Start of Block

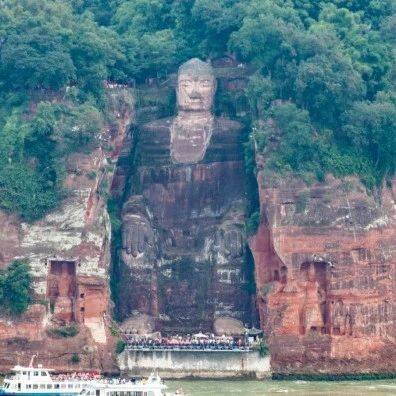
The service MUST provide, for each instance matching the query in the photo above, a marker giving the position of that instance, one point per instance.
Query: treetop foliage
(328, 64)
(15, 287)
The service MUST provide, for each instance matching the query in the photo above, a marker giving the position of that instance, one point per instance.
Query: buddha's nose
(195, 94)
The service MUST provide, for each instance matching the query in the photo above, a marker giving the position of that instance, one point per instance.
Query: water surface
(294, 388)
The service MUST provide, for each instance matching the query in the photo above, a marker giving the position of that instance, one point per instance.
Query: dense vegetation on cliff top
(323, 72)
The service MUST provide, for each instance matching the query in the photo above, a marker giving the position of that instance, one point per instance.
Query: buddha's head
(196, 86)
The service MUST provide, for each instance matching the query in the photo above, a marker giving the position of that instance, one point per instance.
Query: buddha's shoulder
(225, 125)
(162, 124)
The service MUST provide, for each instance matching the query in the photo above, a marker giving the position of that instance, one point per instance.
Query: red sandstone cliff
(325, 271)
(69, 253)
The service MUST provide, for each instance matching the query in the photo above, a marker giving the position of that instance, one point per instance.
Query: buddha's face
(195, 92)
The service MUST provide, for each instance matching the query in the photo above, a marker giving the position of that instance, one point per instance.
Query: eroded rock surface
(69, 253)
(325, 272)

End of Block

**TASK REQUIREMENTS**
Your answer must be an exact copy of the records, without the pictures.

**RESPONSE**
The service MUST provide, for each instance matching the query in the photo above, a marker giving the position of that instance, one point per instance.
Query: treetop foliage
(328, 64)
(15, 287)
The service MUST provide, for each instance matching the query in the photo above, a marker giving the position of that instance, one point per instance.
Query: buddha's nose
(195, 94)
The service MUST provide, for each instance matching the query in the photo above, a marker giving the position of that instance, one point per instance.
Query: water surface
(294, 388)
The service MUST provide, for each instance matching the query in the photo above, a marker giving the position of that instance, one point per instance.
Query: dense vegetation on cliff top
(323, 72)
The service MUST provide, for each instance matching the query in the photo above, a marker giving the position of that instance, one point per instance.
Query: buddha's head
(196, 86)
The service MUST provide, for each instance matching the query in the photo above, a marker giving the position of that instance, one point per instance.
Query: buddha's shoulder
(225, 125)
(162, 124)
The service MUST provide, for each instance matching the query in the photo above, a marker giving the position of that instance, one point per instance.
Query: red sandstone cliff
(325, 271)
(69, 253)
The service MUST provide, for each instance matching the query in the photo above, a marker giving the position of that instance, one point per instance.
Query: buddha's face
(195, 92)
The service MUST provide, for each instance matching the query in the photo above, a marker giving the position of that instance, one point per instance.
Query: eroded rock surface
(69, 253)
(325, 272)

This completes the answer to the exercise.